* To be done
Please list every SqlMagic setting that the dbt notebook extract configures, along with the value assigned to each.

[start of Selected extract]

## Self Review Questions

- ✅ Were you able to answer the data question asked i.e. What is our user repeat rate?
- ✅ Were you able to create a marts folder for the three business lines?
- ✅ Were you able to create at least 1 intermediate model and 1 dimension/fact model within each marts model?
- ✅ Were you able to apply dbt tests to your week 1 or week 2 models?

### Question 1: Repeate Customers
1. What is our user repeat rate? Repeat Rate is defined as users who purchased 2 or more times / users who purchased
2. What are good indicators of a user who will likely purchase again? 
3. What about indicators of users who are likely NOT to purchase again? 
4. If you had more data, what features would you want to look into to answer this question?

In [2]:
%load_ext sql
%sql postgresql://corise:corise@localhost:5432/dbt
%config SqlMagic.displaylimit=100
%config SqlMagic.displaycon = False
%config SqlMagic.feedback = False

In [5]:
%%sql
WITH nb_orders_by_user AS (
SELECT user_id,
       COUNT(DISTINCT order_id) AS nb_orders
  FROM dbt_ramnath_v.stg_greenery__orders
 GROUP BY 1
)

[end of Selected extract]
[start of Records shown]

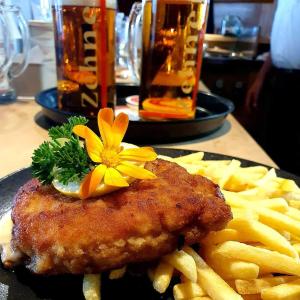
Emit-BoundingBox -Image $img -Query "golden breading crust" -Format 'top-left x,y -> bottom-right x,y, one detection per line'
12,160 -> 231,274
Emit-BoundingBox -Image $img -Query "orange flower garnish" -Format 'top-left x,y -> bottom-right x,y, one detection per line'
73,108 -> 157,199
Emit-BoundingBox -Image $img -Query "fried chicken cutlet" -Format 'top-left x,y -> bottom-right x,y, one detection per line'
12,159 -> 231,274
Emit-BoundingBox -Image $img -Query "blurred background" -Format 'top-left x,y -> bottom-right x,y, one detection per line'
6,0 -> 300,173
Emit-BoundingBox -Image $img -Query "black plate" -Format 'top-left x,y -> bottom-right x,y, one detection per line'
36,85 -> 234,144
0,148 -> 300,300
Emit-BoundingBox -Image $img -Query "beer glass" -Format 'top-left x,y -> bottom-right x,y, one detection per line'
52,0 -> 117,117
130,0 -> 209,120
0,2 -> 30,103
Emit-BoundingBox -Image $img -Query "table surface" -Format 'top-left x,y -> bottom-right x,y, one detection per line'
0,95 -> 276,177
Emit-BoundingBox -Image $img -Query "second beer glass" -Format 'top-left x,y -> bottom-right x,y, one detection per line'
136,0 -> 209,119
52,0 -> 117,116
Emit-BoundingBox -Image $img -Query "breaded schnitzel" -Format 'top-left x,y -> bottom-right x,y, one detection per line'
12,159 -> 231,274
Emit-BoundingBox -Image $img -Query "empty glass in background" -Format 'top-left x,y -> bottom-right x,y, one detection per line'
0,2 -> 30,103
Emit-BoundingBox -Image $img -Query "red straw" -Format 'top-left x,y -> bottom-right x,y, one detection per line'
100,0 -> 107,107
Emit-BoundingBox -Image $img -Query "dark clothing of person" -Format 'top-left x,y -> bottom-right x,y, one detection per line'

[end of Records shown]

* Task output
- displaylimit: 100
- displaycon: False
- feedback: False